Position annotation data:
-------

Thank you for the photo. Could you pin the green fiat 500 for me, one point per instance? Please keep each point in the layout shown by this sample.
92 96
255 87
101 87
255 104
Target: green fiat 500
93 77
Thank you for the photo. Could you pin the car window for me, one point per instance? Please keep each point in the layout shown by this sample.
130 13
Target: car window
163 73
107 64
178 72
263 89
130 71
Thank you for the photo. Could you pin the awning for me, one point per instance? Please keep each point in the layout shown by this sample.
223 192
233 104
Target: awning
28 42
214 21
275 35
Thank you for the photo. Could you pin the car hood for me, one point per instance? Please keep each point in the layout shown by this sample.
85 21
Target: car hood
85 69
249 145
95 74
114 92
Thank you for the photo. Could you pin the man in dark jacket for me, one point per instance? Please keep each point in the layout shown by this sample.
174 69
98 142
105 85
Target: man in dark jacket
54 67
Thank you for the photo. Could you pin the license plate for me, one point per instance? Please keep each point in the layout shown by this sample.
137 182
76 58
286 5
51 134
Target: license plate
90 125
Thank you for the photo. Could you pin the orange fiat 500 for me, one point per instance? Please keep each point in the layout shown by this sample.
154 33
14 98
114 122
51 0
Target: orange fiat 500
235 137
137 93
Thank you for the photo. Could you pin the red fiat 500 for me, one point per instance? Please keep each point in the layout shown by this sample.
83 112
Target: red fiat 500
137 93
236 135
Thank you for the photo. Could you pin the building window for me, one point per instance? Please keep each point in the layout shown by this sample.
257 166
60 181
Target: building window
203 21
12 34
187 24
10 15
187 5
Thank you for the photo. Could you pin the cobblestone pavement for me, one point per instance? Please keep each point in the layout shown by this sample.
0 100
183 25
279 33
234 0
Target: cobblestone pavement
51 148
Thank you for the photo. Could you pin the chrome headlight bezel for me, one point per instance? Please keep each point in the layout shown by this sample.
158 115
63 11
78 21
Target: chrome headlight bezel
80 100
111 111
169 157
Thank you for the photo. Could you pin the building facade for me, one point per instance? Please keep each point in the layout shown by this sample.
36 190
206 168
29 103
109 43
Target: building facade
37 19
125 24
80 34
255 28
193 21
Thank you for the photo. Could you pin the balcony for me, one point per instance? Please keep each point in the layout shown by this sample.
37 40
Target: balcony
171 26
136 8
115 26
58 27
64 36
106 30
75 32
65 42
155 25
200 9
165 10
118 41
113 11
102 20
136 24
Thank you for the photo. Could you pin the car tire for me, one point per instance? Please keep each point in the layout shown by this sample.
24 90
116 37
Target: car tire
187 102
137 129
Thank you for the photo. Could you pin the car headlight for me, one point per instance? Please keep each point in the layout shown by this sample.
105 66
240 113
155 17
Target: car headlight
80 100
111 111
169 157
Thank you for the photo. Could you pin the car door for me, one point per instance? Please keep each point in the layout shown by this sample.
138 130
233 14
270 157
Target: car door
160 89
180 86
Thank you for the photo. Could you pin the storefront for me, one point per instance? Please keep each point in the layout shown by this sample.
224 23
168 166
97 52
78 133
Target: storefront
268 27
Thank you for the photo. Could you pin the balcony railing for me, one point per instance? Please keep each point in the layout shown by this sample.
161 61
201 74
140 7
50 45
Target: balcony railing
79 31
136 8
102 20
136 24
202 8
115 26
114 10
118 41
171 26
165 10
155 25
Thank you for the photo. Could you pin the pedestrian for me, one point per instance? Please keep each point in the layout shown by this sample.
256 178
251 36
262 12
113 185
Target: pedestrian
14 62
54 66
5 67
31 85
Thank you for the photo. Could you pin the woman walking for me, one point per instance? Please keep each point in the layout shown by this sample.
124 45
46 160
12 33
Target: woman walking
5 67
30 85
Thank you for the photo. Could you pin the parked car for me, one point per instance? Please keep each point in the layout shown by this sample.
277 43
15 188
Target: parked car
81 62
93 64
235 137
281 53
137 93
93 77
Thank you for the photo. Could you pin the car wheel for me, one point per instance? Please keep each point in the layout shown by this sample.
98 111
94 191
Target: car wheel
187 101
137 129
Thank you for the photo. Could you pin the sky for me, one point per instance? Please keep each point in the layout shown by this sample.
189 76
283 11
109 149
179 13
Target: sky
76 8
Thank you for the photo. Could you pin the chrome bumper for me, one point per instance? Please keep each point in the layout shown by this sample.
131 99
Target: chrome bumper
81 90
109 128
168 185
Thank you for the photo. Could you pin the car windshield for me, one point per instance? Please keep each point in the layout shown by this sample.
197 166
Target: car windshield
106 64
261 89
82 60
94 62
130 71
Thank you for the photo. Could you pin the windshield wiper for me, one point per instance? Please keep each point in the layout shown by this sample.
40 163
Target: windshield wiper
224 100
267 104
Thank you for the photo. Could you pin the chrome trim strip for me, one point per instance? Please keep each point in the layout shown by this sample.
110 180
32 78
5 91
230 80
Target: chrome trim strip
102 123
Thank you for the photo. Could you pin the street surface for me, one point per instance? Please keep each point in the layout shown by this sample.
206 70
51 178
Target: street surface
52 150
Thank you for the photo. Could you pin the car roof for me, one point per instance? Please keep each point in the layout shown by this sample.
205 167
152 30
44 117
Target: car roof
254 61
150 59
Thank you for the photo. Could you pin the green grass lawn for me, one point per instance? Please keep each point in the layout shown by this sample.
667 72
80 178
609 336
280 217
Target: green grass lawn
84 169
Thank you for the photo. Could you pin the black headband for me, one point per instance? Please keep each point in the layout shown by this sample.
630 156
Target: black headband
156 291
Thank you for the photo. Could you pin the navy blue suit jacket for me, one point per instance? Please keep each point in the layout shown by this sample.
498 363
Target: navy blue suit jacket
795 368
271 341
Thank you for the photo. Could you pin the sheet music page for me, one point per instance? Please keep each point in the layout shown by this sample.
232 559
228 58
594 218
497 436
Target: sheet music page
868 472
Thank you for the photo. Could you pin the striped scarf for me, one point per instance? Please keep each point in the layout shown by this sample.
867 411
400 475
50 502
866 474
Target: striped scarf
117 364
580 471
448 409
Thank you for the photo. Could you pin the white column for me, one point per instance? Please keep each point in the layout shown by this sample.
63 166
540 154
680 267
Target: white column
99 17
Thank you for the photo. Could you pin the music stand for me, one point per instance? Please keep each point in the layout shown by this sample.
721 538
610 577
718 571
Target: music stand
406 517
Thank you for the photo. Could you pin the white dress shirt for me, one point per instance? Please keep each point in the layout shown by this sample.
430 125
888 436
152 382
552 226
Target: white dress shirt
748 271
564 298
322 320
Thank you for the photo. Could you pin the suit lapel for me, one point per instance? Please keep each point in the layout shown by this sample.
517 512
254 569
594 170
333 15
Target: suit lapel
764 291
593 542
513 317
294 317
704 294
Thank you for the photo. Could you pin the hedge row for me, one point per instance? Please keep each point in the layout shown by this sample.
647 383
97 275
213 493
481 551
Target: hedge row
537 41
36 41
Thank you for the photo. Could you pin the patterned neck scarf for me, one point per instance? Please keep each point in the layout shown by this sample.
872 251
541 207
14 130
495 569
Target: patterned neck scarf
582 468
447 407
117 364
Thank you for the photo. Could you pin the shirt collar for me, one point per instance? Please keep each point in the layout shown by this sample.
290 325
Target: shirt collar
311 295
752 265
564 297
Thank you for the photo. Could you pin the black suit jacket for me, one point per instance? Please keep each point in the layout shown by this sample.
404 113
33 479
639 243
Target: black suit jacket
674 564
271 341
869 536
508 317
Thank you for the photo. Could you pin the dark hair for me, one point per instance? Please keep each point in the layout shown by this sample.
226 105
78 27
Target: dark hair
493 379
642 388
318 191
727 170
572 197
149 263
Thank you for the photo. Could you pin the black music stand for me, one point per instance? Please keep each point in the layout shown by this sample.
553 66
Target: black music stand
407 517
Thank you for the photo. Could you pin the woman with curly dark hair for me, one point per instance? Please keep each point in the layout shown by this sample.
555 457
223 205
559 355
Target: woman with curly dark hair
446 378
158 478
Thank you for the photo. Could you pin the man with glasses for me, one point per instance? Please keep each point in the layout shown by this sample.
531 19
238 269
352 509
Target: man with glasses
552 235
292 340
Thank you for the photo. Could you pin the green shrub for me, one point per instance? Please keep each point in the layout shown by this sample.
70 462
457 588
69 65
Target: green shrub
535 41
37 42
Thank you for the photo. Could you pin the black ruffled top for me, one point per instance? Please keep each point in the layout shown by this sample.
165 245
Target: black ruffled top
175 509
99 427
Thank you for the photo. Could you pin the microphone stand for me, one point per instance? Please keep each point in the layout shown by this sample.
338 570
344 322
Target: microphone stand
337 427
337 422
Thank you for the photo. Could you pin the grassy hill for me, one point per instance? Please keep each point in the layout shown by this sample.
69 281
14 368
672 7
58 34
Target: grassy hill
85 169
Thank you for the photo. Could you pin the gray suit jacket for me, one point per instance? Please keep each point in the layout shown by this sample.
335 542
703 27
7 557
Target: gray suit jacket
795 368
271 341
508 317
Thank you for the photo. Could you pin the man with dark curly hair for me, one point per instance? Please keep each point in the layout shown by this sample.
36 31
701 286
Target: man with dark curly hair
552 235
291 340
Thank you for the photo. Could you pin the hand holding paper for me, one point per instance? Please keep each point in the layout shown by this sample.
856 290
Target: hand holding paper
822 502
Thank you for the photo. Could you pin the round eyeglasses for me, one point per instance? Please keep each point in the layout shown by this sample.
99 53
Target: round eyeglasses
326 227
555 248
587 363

-------

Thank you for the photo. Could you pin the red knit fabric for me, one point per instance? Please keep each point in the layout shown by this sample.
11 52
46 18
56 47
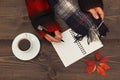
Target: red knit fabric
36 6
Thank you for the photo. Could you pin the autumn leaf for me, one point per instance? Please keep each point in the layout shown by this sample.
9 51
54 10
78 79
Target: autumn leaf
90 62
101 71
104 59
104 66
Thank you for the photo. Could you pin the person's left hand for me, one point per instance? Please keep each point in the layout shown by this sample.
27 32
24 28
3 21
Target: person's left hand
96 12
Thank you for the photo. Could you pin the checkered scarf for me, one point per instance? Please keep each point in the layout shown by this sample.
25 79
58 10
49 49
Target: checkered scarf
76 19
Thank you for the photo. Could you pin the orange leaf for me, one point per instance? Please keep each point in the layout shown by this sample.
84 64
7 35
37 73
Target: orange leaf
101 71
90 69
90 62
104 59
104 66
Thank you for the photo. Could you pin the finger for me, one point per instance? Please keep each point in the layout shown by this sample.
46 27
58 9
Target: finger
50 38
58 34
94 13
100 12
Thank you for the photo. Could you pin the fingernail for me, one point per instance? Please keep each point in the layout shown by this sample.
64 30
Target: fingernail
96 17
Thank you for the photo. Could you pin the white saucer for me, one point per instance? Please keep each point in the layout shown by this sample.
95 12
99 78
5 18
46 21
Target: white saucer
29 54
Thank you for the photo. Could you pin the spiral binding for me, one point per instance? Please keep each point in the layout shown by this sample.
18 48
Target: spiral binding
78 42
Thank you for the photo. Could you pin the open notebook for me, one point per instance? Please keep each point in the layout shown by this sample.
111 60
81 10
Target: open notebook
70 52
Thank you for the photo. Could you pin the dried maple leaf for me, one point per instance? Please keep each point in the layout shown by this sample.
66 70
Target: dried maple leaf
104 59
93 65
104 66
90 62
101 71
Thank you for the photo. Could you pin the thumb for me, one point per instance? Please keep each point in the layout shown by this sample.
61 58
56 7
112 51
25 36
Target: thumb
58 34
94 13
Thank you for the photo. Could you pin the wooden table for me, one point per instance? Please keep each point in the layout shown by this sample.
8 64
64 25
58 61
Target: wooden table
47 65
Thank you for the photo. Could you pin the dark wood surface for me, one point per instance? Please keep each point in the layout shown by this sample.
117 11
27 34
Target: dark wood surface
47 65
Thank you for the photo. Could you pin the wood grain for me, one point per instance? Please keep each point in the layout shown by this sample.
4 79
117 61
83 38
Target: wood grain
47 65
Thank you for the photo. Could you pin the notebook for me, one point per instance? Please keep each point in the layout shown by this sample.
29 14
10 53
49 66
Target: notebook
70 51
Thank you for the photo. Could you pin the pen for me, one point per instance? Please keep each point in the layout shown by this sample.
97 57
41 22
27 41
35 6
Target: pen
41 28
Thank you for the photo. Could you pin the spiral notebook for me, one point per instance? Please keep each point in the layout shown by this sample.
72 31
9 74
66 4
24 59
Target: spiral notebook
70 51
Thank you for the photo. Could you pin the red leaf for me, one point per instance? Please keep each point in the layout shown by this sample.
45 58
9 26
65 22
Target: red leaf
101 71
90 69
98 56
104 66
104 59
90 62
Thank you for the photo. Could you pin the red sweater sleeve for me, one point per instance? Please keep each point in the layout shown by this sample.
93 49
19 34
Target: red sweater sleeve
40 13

-------

- **Exercise**
Pick out every line of the data above that contains the string "jacket", matching case exactly, and copy each such line in full.

- **Result below**
Thank you for the photo. Could you pin the man in dark jacket for me, one point per instance? Please keep each point in the layout shown by this sample.
Target: man in dark jacket
Thank you for the photo. Could you pin the navy blue suit jacket for me, one point per instance? Please keep each point in the layout shown by this sample.
Target: navy blue suit jacket
Thank you for the photo. Could you pin the black suit jacket for me, one point per instance? Please keep each point in the layout shown by this sample.
Target: black suit jacket
Thank you for the photo. Could you pin the gray suit jacket for me, one point per instance? Please keep each point in the layout shown by this sample.
Target: gray suit jacket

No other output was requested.